Your instructions: Format all of the records below as a JSON list of strings, with one string for each line and blank lines omitted. Leave the pictures out of your answer.

Records shown:
------------
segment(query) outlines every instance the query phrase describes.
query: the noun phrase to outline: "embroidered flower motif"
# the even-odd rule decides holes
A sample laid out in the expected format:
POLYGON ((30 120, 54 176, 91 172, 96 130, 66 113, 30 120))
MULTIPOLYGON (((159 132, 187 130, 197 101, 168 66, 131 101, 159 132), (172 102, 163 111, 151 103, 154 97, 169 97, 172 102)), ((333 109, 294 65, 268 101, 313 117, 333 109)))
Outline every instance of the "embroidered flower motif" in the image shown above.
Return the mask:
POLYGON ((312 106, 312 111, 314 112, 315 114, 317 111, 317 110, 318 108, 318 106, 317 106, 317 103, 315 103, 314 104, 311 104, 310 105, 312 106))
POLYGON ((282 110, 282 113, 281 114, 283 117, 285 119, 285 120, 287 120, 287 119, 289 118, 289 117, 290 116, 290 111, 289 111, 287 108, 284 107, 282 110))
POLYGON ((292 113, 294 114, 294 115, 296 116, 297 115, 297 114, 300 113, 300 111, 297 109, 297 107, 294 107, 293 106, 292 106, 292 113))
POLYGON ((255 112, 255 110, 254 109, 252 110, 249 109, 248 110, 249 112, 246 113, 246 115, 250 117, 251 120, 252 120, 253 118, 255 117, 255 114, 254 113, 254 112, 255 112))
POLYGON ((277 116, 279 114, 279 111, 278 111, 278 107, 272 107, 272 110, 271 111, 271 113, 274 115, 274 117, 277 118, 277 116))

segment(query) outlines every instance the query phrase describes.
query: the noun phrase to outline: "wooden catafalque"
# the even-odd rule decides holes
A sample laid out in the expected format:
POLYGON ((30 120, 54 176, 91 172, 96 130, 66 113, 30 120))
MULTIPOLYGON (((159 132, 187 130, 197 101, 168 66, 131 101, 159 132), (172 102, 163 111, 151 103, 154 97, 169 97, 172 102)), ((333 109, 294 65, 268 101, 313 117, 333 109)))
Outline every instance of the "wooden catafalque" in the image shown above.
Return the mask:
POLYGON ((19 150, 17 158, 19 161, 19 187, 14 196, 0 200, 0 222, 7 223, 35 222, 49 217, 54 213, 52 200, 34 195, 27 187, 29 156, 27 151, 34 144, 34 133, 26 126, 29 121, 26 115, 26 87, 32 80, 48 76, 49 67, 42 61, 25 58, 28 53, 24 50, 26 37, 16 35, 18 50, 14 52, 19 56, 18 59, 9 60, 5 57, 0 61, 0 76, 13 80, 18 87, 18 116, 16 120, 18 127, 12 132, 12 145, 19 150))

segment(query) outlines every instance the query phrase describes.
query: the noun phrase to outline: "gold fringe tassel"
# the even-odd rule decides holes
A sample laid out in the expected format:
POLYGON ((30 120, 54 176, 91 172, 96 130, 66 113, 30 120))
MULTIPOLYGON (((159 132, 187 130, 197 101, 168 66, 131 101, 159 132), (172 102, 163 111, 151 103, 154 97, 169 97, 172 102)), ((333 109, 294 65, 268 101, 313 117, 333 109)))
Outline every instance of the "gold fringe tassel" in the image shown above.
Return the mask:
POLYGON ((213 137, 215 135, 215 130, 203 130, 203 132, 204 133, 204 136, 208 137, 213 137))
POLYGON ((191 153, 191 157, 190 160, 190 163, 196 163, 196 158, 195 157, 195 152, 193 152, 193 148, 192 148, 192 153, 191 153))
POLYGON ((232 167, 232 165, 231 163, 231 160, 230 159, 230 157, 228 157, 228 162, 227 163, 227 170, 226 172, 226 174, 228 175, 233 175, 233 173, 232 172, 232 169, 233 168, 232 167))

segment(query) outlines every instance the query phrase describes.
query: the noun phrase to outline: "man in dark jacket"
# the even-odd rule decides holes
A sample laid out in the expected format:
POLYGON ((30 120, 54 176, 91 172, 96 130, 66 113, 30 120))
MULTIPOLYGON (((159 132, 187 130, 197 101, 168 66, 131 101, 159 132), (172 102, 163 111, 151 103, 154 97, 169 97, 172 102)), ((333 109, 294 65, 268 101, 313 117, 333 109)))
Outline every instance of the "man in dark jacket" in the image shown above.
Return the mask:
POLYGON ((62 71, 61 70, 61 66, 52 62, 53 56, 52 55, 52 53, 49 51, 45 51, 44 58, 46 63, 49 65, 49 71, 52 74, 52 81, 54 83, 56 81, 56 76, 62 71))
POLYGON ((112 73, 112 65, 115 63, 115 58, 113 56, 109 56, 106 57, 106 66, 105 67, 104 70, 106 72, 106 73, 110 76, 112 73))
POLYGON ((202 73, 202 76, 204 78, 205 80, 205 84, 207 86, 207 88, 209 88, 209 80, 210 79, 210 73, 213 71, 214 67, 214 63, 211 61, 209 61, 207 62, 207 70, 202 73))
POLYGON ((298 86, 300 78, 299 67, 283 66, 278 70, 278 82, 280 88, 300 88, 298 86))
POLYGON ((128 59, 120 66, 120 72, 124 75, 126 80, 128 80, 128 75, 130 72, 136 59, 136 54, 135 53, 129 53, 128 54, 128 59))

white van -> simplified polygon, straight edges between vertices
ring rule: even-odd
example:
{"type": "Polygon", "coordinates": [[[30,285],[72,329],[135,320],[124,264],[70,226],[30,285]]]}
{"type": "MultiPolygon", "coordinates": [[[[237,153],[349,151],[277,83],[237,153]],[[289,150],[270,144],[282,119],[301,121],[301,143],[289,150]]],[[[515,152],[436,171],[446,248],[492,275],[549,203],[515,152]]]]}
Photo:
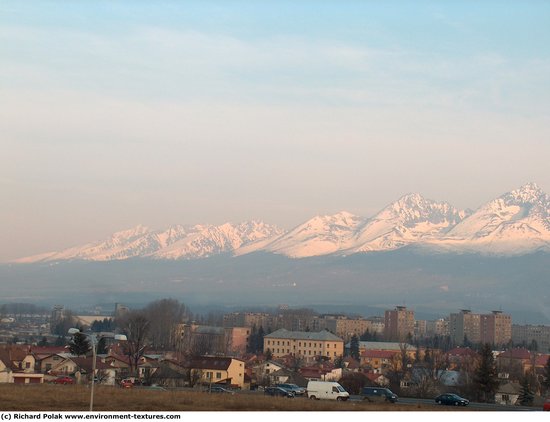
------------
Written response:
[
  "segment(query) outlines every instance the query phrase describes.",
  "query: the noun phrase to outline: \"embroidered flower motif\"",
  "# the even-odd rule decides holes",
  "A sample laid out in the expected format:",
  "POLYGON ((30 120, 54 176, 91 172, 96 130, 66 113, 30 120))",
  "MULTIPOLYGON (((159 132, 187 130, 197 101, 168 66, 131 101, 159 132), (172 102, 163 111, 151 103, 154 97, 169 97, 172 102)), ((333 109, 294 65, 268 101, 313 117, 333 109)))",
  "Outline every instance of the \"embroidered flower motif\" in the image shown above.",
  "Return the mask:",
  "POLYGON ((312 106, 312 111, 314 112, 315 114, 317 111, 317 110, 318 108, 318 106, 317 106, 317 103, 315 103, 314 104, 311 104, 310 105, 312 106))",
  "POLYGON ((282 110, 282 113, 281 114, 283 117, 285 119, 285 120, 287 120, 287 119, 289 118, 289 117, 290 116, 290 111, 289 111, 287 108, 284 107, 282 110))",
  "POLYGON ((292 113, 294 114, 294 115, 296 116, 297 115, 297 114, 300 113, 300 111, 297 109, 297 107, 294 107, 293 106, 292 106, 292 113))",
  "POLYGON ((255 112, 255 110, 254 109, 252 110, 249 109, 248 110, 249 112, 246 113, 246 115, 250 117, 251 120, 252 120, 253 118, 255 117, 255 114, 254 113, 254 112, 255 112))",
  "POLYGON ((277 116, 279 114, 279 111, 278 111, 278 107, 272 107, 272 110, 271 111, 271 113, 274 115, 274 117, 277 118, 277 116))",
  "segment(query) outlines every instance the query phrase describes.",
  "query: the noun phrase to outline: \"wooden catafalque\"",
  "# the even-odd rule decides holes",
  "A sample laid out in the expected format:",
  "POLYGON ((30 120, 54 176, 91 172, 96 130, 66 113, 30 120))",
  "MULTIPOLYGON (((159 132, 187 130, 197 101, 168 66, 131 101, 159 132), (172 102, 163 111, 151 103, 154 97, 169 97, 172 102)), ((333 109, 294 65, 268 101, 313 117, 333 109)))",
  "Outline every instance of the \"wooden catafalque\" in the image shown above.",
  "Return the mask:",
  "POLYGON ((19 150, 17 158, 19 161, 19 187, 14 196, 0 200, 0 222, 7 223, 35 222, 49 217, 54 213, 52 200, 34 195, 27 187, 29 156, 27 151, 34 144, 34 133, 26 126, 29 121, 26 115, 26 87, 32 80, 48 76, 49 67, 42 61, 25 58, 28 53, 24 50, 26 37, 16 35, 18 50, 14 52, 19 56, 18 59, 9 60, 5 57, 0 61, 0 76, 13 80, 18 87, 18 116, 16 120, 18 127, 12 132, 12 145, 19 150))",
  "segment(query) outlines every instance the query phrase describes.",
  "query: the noun phrase to outline: \"gold fringe tassel\"",
  "# the even-odd rule decides holes",
  "A sample laid out in the expected format:",
  "POLYGON ((30 120, 54 176, 91 172, 96 130, 66 113, 30 120))",
  "MULTIPOLYGON (((159 132, 187 130, 197 101, 168 66, 131 101, 159 132), (172 102, 163 111, 151 103, 154 97, 169 97, 172 102)), ((333 109, 294 65, 268 101, 313 117, 333 109)))",
  "Outline every instance of the \"gold fringe tassel\" in the image shown above.",
  "Return the mask:",
  "POLYGON ((213 137, 215 135, 215 130, 203 130, 203 132, 204 133, 204 136, 208 137, 213 137))",
  "POLYGON ((191 153, 191 157, 190 160, 190 163, 196 163, 196 158, 195 157, 195 152, 193 152, 193 148, 192 148, 192 153, 191 153))",
  "POLYGON ((232 167, 232 165, 231 163, 231 160, 230 159, 230 157, 228 157, 228 162, 227 163, 227 170, 226 172, 226 174, 228 175, 233 175, 233 173, 232 172, 232 169, 233 168, 232 167))",
  "segment(query) outlines every instance the query phrase describes.",
  "query: the noun phrase to outline: \"man in dark jacket\"",
  "# the even-odd rule decides holes",
  "A sample laid out in the expected format:",
  "POLYGON ((30 120, 54 176, 91 172, 96 130, 66 113, 30 120))",
  "MULTIPOLYGON (((159 132, 187 130, 197 101, 168 66, 131 101, 159 132), (172 102, 163 111, 151 103, 154 97, 169 97, 172 102)), ((333 109, 294 65, 268 101, 313 117, 333 109)))",
  "Outline every instance of the \"man in dark jacket\" in the image shown above.",
  "Return the mask:",
  "POLYGON ((62 71, 61 70, 61 66, 52 62, 53 56, 52 55, 52 53, 49 51, 45 51, 44 58, 46 63, 49 65, 49 71, 52 74, 52 81, 54 83, 56 81, 56 76, 62 71))",
  "POLYGON ((112 73, 112 65, 115 63, 115 58, 113 56, 109 56, 106 57, 106 66, 105 67, 104 70, 106 72, 106 73, 110 76, 112 73))",
  "POLYGON ((202 73, 202 76, 204 78, 205 80, 205 84, 207 86, 207 88, 209 88, 209 80, 210 79, 210 73, 213 71, 214 67, 214 63, 211 61, 209 61, 207 62, 207 70, 202 73))",
  "POLYGON ((298 86, 300 78, 299 67, 283 66, 278 70, 278 82, 280 88, 300 88, 298 86))",
  "POLYGON ((128 59, 120 66, 120 72, 124 75, 126 80, 128 80, 128 75, 130 72, 136 59, 136 54, 135 53, 129 53, 128 54, 128 59))",
  "white van -> simplified polygon, straight edges between vertices",
  "ring rule: even-odd",
  "example:",
  "{\"type\": \"Polygon\", \"coordinates\": [[[30,285],[72,329],[135,320],[124,264],[70,226],[30,285]]]}",
  "{\"type\": \"MultiPolygon\", \"coordinates\": [[[[237,153],[349,151],[277,83],[237,153]],[[289,150],[270,144],[282,119],[301,121],[301,143],[289,150]]],[[[515,152],[436,171],[446,248],[492,275],[549,203],[515,152]]]]}",
  "Photo:"
]